Challenge 1 -> How would you put this sentence from the patent text on insulated elongate bodies into Spanish: "The present invention relates in particular to insulating cables or electrical conductors."

Text ->
* Begin *

Elongate body insulated by means of an insulating covering

An elongate body insulated by means of an insulating covering, said covering being constituted by a tape (2) made of synthetic material taped around said body (1) and covered in a layer of varnish (11) made of synthetic material, the body being characterized in that the taping is such that there exists a groove (4) between the free edge (5) of any portion of a turn (3) that is not covered by the following turns and the uncovered surface (6) of the preceding turn, the width of said groove (4) lying substantially in the range 0% to 5% of the width of said tape (2) and being strictly greater than zero.

The present invention relates to an elongate body insulated by means of a 
covering of insulating material. 
The term "elongate body" is used to cover any body that is long relative to 
its diameter. The term "elongate body" can thus be used, for example, for 
electrical conductors or cables of all kinds, hollow section bars, tubes, 
pipes, and more generally ducting. 
The present invention relates in particular to insulating cables or 
electrical conductors. The specification below relates to electrical 
conductors. 
French patent application FR-2 119 939 describes an electrical conductor 
insulated by means of taping with an overlap percentage of not less than 
50% using a tape made of synthetic material. The tape is then covered in 
varnish made of a dried and cured synthetic material. The preferred 
overlap percentages mentioned in that document lead in practice to taping 
with overlaps or steps that cause the radial thickness of the conductor to 
be irregular, such that it is not possible to obtain a smooth outer 
surface.

* End *

Challenge 2 -> Can you collect every line of the records that contains the string "waterfall", matching case exactly?

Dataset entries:
* Begin *

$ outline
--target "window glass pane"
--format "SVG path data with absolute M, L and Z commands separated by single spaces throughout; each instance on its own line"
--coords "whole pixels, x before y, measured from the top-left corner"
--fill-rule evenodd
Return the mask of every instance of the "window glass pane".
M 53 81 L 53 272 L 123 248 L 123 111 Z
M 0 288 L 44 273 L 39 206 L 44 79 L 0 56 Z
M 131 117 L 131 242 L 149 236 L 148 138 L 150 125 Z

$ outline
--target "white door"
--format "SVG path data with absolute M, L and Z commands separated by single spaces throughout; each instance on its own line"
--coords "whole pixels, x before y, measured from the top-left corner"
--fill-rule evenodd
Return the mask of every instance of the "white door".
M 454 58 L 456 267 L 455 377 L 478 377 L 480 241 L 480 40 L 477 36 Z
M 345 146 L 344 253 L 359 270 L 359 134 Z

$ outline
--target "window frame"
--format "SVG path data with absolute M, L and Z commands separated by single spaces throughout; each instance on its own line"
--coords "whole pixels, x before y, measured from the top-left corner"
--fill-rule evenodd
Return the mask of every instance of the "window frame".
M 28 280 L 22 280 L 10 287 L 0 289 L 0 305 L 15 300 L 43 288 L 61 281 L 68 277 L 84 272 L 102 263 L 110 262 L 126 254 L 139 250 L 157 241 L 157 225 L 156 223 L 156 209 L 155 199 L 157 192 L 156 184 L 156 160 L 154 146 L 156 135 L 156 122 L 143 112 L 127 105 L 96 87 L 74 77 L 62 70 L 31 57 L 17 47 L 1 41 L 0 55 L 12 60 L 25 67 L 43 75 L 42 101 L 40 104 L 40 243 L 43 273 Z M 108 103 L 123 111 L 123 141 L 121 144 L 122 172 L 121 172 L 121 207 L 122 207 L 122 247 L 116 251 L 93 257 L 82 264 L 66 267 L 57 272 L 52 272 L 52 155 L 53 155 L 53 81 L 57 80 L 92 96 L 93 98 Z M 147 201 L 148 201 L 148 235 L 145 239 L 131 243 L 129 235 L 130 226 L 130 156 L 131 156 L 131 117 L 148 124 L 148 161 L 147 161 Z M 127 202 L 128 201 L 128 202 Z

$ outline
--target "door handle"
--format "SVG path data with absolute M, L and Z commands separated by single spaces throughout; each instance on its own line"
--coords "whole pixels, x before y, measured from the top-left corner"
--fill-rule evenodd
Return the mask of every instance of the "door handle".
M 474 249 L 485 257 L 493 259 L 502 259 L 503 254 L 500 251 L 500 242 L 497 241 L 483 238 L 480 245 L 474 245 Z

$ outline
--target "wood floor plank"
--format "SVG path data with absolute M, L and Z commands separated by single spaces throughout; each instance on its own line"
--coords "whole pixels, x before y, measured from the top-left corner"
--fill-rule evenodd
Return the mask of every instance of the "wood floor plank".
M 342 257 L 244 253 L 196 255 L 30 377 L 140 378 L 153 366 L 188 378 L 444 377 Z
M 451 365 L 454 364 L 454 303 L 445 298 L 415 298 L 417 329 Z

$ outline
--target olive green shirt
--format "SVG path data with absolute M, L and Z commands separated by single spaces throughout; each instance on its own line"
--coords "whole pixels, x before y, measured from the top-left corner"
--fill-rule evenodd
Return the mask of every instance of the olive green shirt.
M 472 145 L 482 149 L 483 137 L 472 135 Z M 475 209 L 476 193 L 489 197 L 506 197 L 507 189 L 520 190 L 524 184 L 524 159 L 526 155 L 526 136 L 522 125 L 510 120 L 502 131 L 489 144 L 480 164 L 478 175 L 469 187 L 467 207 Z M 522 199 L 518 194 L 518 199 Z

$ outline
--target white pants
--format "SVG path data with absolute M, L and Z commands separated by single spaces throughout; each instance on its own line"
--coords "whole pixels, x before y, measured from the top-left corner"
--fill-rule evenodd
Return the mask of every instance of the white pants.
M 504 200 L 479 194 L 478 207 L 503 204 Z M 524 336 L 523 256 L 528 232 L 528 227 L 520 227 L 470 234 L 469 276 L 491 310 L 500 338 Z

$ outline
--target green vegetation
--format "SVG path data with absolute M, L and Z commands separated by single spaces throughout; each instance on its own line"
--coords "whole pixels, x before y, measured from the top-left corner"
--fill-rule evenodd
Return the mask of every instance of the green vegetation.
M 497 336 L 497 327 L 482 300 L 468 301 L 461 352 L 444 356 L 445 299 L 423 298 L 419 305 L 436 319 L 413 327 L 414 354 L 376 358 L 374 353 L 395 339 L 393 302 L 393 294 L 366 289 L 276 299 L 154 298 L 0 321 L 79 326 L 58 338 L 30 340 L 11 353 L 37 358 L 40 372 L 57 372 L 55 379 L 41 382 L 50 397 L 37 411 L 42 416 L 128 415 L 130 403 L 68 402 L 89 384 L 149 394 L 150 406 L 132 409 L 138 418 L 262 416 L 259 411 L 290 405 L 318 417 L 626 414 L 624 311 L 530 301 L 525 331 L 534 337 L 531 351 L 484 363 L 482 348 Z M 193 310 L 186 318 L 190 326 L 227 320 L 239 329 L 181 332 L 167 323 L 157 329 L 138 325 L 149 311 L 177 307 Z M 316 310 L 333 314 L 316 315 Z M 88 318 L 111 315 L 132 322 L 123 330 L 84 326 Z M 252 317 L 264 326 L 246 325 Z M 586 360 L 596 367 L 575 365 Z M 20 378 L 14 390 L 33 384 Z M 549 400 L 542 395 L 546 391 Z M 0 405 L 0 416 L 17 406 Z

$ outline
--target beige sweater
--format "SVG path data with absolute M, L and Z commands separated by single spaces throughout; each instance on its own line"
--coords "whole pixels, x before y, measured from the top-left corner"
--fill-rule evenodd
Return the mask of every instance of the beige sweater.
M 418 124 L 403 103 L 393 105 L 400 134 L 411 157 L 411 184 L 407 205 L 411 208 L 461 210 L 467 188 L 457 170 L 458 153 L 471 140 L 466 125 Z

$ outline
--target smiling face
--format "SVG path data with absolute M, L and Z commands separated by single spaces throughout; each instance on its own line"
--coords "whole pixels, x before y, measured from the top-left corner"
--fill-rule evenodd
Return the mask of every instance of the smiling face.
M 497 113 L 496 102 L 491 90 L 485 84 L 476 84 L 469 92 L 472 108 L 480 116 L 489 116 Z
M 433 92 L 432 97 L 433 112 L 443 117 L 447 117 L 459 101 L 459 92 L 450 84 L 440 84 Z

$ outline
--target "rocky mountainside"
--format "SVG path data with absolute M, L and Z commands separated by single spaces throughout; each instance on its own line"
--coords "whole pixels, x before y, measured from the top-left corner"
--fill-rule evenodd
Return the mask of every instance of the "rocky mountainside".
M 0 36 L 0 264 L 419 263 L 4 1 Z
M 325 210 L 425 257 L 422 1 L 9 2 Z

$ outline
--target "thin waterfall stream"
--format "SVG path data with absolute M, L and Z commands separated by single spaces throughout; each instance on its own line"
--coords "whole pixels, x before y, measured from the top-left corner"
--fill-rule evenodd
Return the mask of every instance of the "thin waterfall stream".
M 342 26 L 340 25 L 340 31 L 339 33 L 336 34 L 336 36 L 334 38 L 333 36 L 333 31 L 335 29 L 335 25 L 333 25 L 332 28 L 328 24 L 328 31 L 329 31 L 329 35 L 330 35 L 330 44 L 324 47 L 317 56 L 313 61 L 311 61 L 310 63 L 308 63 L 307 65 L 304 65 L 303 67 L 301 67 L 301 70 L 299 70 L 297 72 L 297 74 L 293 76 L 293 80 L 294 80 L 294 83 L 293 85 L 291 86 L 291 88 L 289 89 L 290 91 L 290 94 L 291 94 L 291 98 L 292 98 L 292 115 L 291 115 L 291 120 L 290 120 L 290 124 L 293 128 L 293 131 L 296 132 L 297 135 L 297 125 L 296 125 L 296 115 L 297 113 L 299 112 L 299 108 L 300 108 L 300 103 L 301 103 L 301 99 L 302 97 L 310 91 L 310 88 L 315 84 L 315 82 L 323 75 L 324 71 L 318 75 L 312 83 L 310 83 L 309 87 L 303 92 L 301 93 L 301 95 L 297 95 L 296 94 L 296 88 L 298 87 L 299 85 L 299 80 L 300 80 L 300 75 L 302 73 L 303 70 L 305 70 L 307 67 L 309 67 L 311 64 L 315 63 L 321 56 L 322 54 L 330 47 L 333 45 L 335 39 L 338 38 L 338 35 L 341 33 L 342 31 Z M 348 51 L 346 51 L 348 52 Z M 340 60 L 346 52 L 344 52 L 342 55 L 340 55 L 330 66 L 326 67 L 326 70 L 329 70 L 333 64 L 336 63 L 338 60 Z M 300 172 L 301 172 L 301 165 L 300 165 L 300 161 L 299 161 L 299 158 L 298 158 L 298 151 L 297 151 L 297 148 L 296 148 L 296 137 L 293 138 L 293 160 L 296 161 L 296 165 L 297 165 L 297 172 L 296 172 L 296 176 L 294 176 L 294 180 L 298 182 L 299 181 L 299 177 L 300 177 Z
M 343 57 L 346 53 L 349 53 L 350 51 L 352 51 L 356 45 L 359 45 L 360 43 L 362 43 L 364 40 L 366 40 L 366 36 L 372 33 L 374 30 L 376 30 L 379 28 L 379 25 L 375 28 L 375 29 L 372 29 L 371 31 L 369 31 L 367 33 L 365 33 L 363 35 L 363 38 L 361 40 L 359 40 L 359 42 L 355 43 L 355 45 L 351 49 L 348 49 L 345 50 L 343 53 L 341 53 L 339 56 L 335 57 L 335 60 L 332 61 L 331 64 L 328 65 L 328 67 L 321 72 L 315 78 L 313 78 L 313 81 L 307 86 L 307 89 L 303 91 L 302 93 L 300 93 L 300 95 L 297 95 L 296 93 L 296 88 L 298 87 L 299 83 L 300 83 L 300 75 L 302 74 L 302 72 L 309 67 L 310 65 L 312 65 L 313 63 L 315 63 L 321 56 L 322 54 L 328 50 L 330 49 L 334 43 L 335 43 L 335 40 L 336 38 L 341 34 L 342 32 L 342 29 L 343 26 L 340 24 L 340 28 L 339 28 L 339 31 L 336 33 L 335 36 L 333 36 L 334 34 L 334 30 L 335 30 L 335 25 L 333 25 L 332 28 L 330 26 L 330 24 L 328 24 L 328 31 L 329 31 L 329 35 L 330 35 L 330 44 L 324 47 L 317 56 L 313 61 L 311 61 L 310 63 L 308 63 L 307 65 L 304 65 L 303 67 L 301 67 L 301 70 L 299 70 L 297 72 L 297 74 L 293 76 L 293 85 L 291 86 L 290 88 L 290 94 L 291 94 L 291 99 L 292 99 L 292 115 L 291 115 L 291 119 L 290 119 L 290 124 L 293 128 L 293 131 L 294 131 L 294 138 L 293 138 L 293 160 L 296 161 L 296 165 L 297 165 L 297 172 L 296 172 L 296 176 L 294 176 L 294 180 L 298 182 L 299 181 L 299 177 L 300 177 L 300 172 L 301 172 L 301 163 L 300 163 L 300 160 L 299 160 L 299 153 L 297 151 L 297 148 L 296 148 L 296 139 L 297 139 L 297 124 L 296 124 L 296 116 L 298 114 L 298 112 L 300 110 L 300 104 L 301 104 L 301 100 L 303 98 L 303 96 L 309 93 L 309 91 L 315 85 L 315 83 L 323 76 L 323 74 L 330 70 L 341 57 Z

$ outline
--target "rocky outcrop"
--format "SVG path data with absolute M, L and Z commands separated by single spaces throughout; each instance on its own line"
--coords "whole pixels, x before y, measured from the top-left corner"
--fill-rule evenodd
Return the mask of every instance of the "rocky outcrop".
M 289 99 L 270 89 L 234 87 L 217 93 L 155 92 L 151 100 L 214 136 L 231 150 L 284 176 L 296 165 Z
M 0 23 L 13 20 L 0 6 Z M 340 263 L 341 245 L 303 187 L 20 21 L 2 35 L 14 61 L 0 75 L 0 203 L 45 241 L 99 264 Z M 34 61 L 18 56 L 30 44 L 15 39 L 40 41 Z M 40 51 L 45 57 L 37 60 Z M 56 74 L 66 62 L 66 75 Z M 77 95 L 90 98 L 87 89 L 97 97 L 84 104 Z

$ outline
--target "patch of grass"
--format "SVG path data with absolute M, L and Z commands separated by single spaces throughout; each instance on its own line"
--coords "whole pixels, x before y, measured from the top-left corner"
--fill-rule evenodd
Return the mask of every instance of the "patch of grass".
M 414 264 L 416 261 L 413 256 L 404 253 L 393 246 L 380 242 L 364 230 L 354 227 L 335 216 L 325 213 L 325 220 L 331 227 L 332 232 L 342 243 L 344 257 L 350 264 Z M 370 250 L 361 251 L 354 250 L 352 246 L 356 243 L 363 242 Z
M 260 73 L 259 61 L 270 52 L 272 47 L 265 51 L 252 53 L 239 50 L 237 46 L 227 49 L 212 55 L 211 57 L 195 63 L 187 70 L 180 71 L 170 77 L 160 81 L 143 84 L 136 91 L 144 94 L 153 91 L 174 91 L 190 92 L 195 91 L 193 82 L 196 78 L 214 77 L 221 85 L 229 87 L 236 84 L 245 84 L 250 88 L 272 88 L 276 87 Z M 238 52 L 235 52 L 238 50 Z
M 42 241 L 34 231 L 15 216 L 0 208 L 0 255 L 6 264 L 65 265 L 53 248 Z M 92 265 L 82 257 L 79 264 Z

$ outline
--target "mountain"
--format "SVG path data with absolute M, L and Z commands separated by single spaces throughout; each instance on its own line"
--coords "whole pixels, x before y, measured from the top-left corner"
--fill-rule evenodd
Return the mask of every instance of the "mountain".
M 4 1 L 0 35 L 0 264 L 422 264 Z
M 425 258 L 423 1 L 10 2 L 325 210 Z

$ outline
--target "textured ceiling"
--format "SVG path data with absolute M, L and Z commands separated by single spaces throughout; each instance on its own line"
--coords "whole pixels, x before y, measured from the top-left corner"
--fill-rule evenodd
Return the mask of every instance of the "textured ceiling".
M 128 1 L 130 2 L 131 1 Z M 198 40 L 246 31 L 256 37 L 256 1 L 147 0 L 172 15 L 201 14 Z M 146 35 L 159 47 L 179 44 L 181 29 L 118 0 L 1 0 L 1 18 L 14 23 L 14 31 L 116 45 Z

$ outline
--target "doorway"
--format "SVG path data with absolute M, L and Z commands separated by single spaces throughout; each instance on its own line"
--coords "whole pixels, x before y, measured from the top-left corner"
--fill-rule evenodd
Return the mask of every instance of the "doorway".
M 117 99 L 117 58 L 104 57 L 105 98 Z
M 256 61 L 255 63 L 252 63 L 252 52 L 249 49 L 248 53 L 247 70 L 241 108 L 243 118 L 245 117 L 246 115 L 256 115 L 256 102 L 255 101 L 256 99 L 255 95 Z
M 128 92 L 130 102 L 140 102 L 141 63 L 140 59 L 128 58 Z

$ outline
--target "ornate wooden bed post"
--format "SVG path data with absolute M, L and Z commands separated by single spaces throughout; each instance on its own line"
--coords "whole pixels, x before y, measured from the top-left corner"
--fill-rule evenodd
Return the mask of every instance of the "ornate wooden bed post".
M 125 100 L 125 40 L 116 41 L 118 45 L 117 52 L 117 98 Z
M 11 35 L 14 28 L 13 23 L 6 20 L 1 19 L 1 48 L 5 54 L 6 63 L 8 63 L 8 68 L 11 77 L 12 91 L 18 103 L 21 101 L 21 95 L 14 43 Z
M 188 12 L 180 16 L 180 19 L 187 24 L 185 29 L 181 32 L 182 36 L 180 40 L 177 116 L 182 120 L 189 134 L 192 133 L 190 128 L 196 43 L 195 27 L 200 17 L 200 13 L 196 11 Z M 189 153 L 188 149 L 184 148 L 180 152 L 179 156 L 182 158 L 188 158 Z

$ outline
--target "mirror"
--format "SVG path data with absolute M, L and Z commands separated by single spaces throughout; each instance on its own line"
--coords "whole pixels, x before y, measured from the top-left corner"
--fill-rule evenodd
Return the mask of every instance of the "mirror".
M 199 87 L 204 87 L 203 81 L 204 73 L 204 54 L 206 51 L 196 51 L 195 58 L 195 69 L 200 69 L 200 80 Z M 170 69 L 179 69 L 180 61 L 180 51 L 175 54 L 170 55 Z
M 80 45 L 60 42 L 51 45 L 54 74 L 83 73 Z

* End *

Correct result 1 -> La presente invención se refiere en particular a cables aislantes o conductores eléctricos.

Correct result 2 ->
--target "thin waterfall stream"
Return the mask of every instance of the "thin waterfall stream".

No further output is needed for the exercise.